Once the line with "Query: blue shorts" is found in the material, write out that line and every later line exactly, through the end.
-------------------------
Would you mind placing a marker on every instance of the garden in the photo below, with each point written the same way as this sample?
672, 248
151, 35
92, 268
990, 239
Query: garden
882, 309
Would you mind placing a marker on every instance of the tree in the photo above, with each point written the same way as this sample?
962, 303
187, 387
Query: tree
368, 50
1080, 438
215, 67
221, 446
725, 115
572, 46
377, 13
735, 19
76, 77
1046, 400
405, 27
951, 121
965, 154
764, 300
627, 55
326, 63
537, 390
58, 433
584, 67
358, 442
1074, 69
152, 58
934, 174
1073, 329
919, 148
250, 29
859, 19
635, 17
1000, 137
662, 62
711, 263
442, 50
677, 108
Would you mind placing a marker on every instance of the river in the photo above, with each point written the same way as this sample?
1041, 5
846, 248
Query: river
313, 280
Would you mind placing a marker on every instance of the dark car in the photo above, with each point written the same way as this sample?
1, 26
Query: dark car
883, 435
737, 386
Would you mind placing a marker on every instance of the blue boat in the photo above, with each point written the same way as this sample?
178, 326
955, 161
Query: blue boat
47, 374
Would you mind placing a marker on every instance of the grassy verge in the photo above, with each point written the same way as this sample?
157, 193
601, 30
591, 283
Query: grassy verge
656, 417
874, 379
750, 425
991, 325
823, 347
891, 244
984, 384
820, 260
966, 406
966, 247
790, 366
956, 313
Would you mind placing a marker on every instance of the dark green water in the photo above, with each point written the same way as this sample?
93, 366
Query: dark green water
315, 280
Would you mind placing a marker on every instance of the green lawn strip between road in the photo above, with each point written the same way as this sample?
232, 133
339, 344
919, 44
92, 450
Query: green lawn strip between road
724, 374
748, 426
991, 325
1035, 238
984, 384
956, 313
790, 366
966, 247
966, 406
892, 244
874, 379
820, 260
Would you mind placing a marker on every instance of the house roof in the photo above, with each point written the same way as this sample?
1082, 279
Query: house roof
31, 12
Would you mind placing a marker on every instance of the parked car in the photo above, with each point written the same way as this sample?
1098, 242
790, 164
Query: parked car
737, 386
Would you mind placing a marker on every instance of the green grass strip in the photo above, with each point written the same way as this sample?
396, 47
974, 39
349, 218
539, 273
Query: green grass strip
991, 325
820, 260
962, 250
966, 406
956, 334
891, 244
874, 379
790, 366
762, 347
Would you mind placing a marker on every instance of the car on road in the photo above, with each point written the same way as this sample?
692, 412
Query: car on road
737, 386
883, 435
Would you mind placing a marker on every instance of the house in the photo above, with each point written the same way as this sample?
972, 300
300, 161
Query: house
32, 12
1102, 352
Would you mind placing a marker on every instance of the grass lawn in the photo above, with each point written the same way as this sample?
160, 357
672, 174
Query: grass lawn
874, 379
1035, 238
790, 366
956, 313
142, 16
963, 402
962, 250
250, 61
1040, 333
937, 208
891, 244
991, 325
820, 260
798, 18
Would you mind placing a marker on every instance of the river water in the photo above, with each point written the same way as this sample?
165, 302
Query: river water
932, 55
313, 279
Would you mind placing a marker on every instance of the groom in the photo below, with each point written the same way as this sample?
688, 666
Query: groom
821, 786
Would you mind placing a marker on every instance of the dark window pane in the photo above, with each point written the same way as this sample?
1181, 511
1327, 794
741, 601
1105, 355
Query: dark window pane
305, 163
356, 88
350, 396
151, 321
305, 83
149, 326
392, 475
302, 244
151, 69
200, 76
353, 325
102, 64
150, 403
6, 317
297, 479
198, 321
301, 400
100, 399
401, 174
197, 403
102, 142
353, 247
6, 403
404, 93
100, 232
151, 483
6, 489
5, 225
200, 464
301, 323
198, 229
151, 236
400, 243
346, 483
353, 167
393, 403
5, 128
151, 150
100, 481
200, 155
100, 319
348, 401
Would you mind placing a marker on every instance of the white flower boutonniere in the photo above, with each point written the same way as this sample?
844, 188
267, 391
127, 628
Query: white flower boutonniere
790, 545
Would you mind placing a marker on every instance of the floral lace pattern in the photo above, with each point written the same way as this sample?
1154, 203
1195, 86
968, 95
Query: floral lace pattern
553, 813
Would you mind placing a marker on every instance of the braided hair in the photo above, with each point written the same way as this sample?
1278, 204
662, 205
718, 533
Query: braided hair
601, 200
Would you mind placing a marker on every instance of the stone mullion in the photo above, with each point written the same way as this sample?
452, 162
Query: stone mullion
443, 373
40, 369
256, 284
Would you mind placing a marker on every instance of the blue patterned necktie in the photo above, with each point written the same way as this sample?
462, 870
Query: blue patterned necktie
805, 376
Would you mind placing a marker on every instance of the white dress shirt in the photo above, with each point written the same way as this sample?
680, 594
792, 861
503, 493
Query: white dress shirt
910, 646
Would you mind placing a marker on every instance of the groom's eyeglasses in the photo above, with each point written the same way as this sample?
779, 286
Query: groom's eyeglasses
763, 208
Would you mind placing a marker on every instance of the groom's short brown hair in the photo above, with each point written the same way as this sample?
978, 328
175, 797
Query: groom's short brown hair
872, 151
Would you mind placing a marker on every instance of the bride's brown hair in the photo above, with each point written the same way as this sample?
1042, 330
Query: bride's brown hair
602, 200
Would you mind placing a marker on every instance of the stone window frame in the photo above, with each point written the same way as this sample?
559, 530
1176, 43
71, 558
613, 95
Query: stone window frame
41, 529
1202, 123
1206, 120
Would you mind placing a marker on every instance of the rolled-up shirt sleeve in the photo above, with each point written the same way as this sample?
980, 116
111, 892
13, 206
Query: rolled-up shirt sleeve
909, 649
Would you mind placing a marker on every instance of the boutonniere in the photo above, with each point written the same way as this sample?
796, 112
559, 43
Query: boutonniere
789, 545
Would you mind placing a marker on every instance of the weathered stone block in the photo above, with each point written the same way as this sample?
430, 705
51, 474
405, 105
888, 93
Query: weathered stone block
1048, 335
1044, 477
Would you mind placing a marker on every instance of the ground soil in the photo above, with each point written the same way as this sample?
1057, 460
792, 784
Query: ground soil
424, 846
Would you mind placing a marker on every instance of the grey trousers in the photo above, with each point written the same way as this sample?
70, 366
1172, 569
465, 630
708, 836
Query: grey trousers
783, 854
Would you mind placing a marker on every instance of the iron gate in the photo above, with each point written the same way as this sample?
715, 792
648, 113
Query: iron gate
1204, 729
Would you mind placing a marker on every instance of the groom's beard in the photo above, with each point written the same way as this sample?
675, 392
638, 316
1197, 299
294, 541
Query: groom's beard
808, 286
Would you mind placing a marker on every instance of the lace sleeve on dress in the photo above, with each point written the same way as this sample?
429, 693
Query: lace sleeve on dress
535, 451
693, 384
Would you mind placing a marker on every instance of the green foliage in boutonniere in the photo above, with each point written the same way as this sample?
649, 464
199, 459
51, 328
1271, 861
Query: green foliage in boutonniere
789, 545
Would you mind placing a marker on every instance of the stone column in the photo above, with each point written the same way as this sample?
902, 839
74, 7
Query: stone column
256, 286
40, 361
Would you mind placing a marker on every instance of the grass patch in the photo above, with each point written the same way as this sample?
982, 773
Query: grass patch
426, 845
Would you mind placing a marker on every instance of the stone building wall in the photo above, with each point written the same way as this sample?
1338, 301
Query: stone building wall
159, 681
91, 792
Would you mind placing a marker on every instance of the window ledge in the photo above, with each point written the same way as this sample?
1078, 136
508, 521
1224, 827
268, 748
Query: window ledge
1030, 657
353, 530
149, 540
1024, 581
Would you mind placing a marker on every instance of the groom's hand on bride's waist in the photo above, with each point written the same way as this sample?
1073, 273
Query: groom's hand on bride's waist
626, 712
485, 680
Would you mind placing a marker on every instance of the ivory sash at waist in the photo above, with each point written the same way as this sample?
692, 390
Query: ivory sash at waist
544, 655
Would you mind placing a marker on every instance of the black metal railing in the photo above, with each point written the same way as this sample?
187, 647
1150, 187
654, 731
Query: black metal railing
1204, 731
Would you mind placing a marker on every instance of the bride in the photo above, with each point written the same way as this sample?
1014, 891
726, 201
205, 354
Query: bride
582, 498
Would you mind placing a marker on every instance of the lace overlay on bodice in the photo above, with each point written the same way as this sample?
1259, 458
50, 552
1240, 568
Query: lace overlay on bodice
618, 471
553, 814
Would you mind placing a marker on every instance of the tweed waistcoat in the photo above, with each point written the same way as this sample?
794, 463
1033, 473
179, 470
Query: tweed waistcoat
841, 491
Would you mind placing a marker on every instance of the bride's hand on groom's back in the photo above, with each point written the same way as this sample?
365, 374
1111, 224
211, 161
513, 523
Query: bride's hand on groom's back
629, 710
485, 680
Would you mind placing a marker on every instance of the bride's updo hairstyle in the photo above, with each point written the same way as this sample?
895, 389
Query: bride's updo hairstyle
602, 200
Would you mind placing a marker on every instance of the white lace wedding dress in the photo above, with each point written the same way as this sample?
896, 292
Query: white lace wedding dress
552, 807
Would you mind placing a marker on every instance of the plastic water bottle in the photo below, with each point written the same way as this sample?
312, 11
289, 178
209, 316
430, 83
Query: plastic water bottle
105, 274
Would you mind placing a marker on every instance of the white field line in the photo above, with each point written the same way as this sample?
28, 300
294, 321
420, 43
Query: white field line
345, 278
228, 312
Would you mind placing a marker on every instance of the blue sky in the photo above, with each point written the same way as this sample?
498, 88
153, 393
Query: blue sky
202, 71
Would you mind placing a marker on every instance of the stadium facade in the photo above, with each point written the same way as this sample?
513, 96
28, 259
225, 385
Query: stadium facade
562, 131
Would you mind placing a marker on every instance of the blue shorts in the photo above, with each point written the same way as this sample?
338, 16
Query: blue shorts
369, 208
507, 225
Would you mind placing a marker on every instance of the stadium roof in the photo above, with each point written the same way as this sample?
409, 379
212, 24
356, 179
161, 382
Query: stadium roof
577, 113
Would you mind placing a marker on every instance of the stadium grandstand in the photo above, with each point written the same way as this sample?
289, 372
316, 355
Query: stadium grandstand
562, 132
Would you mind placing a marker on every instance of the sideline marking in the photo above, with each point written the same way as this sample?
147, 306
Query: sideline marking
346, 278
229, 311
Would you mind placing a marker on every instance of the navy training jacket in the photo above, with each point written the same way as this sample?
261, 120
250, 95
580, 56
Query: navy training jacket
-------------------------
FINISHED TASK:
Query: blue shorts
369, 208
507, 225
Would you mind placing a marker on every instance of the stadium roof in the photo above, with each point written the same way as this sample?
409, 379
212, 24
356, 179
161, 382
Query: stadium roof
577, 113
Would you mind placing a marker on every instance of the stadium grandstand in the photo above, with each point written the same way as this sample?
289, 372
316, 355
Query: stadium grandstand
562, 132
Would you mind placing a marker on every instance of the sideline marking in the photo above, with each point written the same way as this sample?
147, 306
Query: sideline marking
346, 278
229, 311
Would you mind placing a marker on every instance of the navy training jacket in the photo above, with each point written the same way as this sample?
261, 120
250, 95
580, 56
Query: navy training jacket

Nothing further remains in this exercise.